_TASK DETAILS_
Only a slice of the listing below is wanted. Retype the lines from the one containing "Reviewer note: every instance of the front" through the one containing "Reviewer note: every instance of the spectator", exactly, both ends included.

Segment Start: WORKING DATA

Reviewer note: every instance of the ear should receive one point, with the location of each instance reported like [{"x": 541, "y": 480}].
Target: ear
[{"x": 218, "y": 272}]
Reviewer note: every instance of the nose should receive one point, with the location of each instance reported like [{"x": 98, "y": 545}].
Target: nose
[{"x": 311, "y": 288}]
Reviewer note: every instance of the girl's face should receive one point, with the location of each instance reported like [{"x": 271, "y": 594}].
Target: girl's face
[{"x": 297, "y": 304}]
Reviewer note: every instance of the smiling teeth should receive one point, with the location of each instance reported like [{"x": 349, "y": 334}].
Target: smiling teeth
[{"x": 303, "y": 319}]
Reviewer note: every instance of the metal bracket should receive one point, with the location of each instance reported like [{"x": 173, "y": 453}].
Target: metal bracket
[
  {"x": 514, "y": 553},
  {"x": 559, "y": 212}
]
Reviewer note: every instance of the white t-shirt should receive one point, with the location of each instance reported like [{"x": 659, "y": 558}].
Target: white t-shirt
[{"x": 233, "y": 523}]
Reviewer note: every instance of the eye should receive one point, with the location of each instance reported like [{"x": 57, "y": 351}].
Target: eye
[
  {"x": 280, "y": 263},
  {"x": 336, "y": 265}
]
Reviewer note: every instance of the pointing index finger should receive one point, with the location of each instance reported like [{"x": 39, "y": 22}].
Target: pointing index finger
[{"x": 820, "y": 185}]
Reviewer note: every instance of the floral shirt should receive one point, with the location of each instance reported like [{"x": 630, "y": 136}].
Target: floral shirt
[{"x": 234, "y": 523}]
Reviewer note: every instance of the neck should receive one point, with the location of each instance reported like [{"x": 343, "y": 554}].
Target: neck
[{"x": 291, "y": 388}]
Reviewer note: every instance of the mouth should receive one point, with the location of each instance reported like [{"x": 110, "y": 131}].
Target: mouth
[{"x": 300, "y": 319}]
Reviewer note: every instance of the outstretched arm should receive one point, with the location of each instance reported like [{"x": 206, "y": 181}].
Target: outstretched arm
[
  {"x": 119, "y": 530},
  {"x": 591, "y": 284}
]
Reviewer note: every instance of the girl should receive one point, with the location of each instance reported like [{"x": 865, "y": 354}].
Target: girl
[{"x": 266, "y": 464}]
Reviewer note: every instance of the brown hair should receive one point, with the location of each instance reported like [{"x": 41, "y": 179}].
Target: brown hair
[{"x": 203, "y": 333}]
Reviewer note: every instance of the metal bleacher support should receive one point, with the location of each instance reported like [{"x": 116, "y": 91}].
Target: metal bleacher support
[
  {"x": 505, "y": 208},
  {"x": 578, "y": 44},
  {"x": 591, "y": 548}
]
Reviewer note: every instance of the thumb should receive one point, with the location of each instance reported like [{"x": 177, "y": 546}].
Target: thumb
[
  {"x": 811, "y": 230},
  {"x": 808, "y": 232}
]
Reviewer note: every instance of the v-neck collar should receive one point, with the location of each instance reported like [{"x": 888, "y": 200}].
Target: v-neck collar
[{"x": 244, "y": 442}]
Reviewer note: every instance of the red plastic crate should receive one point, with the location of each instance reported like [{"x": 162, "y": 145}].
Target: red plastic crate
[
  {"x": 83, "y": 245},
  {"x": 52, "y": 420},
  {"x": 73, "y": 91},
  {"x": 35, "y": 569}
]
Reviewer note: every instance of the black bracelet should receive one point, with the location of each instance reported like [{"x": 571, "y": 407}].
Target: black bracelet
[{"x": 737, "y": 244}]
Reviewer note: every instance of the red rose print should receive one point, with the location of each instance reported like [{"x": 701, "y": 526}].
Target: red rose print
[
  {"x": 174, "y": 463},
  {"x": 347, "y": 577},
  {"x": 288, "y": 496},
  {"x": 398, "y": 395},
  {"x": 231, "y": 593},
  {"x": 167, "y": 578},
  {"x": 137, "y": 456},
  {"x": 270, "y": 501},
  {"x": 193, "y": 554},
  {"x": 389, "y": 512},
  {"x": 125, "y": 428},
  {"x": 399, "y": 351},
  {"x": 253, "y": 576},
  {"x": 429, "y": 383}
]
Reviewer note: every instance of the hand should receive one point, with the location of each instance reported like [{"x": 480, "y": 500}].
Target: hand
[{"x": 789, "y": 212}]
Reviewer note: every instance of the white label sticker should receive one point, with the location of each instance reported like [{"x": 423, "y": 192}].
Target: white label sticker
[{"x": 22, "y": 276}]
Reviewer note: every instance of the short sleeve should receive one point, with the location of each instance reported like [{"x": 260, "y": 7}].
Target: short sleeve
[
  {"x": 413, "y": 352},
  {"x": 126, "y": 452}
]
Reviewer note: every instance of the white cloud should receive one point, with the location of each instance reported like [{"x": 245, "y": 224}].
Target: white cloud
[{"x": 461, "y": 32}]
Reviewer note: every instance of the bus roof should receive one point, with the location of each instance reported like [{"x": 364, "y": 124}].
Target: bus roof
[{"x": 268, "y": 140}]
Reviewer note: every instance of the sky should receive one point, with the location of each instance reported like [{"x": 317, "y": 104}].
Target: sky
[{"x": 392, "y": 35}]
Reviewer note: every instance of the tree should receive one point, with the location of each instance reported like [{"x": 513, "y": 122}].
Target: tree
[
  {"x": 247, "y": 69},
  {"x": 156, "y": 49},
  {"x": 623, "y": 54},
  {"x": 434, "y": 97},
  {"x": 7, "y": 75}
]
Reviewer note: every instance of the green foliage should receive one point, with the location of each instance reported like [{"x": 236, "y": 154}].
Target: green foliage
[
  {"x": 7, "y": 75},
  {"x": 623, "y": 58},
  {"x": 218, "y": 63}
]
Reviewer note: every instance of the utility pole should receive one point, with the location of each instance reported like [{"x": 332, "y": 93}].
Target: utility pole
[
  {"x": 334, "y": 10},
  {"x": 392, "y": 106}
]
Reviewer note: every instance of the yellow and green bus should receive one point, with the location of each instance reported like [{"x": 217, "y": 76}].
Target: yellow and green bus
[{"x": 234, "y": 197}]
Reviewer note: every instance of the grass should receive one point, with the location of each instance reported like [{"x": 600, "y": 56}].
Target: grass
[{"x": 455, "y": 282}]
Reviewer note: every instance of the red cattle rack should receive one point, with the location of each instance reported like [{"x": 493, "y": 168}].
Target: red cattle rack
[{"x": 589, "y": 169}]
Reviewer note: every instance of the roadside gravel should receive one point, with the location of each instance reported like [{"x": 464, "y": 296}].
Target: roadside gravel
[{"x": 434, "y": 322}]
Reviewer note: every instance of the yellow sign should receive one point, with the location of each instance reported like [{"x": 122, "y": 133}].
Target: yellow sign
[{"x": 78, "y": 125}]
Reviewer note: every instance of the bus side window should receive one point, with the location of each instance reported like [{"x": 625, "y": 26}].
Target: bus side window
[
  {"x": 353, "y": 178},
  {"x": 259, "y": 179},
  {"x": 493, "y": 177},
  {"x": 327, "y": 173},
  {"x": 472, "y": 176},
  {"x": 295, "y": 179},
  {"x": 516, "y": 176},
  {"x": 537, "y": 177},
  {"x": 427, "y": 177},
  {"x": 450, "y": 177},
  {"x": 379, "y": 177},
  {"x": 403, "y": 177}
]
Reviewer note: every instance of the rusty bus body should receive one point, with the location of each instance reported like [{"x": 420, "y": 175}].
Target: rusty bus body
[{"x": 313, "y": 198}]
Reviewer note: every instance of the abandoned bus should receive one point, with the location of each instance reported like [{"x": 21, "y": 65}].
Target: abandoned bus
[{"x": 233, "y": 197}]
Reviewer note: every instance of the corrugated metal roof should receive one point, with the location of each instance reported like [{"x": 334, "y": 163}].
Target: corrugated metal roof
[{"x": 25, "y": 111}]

Segment End: WORKING DATA
Segment Start: WORKING DATA

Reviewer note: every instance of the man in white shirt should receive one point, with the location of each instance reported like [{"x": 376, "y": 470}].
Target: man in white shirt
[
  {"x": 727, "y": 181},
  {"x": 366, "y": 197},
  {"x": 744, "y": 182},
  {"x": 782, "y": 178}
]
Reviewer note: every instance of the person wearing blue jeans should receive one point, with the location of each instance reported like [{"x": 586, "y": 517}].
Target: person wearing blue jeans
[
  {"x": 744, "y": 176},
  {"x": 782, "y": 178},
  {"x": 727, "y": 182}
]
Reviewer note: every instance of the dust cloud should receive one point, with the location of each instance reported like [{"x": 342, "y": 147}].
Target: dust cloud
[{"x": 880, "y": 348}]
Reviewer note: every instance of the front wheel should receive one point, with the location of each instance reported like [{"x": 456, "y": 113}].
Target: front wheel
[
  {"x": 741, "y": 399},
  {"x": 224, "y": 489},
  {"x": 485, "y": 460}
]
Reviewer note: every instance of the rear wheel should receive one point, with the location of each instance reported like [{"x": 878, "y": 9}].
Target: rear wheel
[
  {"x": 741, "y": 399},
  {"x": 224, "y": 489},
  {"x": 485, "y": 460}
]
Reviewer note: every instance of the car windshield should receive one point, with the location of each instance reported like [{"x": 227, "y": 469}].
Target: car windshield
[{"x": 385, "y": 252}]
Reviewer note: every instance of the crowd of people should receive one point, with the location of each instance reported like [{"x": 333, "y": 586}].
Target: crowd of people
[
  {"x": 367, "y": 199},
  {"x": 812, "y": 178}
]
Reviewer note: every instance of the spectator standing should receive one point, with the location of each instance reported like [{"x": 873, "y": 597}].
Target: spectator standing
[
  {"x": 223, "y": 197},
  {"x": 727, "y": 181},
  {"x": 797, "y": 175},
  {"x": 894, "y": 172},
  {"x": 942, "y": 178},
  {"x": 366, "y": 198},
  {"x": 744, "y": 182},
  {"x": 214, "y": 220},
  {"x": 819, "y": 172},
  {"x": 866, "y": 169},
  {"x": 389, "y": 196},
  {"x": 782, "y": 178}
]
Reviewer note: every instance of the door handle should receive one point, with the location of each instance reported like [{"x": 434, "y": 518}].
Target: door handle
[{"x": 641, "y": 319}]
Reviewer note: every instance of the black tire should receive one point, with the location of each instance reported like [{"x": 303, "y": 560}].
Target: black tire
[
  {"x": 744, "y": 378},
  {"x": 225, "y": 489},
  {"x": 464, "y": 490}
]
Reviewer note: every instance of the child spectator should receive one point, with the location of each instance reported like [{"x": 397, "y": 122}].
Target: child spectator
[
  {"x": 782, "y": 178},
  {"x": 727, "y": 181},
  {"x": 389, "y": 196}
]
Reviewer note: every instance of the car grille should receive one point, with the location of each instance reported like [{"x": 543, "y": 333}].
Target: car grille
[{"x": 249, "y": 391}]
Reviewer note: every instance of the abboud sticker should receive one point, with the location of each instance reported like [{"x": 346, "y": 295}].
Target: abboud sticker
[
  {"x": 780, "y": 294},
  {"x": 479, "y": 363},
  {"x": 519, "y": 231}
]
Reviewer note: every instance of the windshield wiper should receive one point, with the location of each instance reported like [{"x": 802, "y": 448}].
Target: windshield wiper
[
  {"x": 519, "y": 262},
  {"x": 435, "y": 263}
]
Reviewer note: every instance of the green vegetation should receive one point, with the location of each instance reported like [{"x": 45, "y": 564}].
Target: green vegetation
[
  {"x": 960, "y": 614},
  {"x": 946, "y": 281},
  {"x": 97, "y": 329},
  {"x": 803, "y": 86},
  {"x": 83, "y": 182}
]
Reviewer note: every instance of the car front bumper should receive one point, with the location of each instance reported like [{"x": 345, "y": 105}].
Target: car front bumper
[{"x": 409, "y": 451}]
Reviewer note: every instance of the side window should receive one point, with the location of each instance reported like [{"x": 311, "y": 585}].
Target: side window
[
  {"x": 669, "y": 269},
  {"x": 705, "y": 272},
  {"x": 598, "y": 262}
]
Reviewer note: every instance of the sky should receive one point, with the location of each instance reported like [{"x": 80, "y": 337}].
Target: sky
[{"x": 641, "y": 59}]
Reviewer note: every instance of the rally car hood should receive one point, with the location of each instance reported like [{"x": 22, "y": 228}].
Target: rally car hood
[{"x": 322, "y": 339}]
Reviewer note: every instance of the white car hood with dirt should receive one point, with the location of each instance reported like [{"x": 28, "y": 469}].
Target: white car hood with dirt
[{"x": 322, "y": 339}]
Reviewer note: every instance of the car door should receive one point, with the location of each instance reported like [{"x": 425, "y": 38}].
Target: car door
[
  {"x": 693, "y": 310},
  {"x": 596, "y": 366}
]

Segment End: WORKING DATA

_RESULT OF THIS TASK_
Reviewer note: every instance of the front wheel should receive one point, with the location of each instance reported like [{"x": 456, "y": 113}].
Target: front wheel
[
  {"x": 741, "y": 399},
  {"x": 224, "y": 489},
  {"x": 485, "y": 460}
]
Reviewer note: every instance of the rear wheel should receive one point, with the location of each instance reported like [{"x": 878, "y": 9}].
Target: rear wheel
[
  {"x": 741, "y": 399},
  {"x": 224, "y": 489},
  {"x": 485, "y": 460}
]
Reviewer note: every instance of the car windshield should receive one point, with the location of each instance reported like [{"x": 227, "y": 469}].
Target: car windshield
[{"x": 385, "y": 252}]
Reviewer note: every instance of the crowd of people should receive one point, with the location of each instance reported like [{"x": 333, "y": 586}].
Target: crowd of people
[
  {"x": 367, "y": 199},
  {"x": 812, "y": 178}
]
Reviewer note: every instance of the spectator standing should receive one point, with the location of each instance reported like [{"x": 873, "y": 597}].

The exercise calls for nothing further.